Exercise prompt
Return the lines of the data below unchanged, beginning with the line containing "the white cloth" and continuing through the line containing "x=466 y=242".

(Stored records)
━━━━━━━━━━

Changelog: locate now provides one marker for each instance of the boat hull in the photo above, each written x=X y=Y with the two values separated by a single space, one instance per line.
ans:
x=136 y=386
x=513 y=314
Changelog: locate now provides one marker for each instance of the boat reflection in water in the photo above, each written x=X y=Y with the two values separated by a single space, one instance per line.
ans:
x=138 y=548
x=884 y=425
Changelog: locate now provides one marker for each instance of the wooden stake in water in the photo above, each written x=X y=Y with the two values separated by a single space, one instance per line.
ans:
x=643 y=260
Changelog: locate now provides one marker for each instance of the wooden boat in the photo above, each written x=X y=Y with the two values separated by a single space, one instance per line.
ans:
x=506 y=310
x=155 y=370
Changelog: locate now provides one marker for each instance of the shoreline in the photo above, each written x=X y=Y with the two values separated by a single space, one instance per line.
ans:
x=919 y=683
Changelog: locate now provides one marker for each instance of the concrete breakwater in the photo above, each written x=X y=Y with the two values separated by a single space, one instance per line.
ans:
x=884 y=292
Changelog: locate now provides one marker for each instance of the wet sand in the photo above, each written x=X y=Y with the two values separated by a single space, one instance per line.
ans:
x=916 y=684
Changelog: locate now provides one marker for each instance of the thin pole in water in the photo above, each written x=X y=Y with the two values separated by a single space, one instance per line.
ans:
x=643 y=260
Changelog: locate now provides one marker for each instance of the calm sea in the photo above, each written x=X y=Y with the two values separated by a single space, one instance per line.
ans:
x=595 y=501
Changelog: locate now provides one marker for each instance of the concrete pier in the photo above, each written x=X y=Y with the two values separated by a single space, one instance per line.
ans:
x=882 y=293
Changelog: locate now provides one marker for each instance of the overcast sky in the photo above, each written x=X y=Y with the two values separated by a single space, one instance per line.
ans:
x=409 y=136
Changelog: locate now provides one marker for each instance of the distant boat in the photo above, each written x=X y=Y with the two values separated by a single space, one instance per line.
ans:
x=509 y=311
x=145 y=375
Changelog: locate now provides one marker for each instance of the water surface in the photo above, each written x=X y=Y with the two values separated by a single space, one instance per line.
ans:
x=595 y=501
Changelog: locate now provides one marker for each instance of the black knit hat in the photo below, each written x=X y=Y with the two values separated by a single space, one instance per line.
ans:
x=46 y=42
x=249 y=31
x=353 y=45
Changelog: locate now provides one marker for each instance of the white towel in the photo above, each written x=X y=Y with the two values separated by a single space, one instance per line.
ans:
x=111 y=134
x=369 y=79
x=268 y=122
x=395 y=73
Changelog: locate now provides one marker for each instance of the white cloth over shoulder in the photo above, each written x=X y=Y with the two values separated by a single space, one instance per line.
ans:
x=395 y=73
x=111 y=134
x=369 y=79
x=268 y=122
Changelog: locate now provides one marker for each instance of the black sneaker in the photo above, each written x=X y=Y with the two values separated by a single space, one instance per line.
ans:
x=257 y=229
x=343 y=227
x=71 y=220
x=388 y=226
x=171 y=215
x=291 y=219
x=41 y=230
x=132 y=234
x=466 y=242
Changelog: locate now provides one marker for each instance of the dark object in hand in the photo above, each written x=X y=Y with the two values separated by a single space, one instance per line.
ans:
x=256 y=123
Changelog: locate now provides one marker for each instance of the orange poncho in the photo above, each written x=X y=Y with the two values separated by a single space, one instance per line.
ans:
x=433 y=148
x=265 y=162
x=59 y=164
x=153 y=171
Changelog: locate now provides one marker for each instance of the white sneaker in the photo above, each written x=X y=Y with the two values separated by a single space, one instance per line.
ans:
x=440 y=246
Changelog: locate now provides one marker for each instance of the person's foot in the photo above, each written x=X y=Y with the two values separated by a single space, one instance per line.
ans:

━━━━━━━━━━

Task solution
Changelog: locate now provides one marker for each instance of the white cloth over shoulder in the photo above, each written x=X y=Y with the two values separated by a single space, one instance per line.
ans:
x=395 y=73
x=111 y=134
x=369 y=79
x=268 y=122
Changelog: locate now provides one marker for each instance of the black sneaker in the photo above, each written x=X y=Y with the two values separated by a single space, one instance per line.
ans:
x=257 y=229
x=343 y=227
x=71 y=220
x=388 y=226
x=171 y=215
x=291 y=219
x=41 y=230
x=132 y=234
x=466 y=242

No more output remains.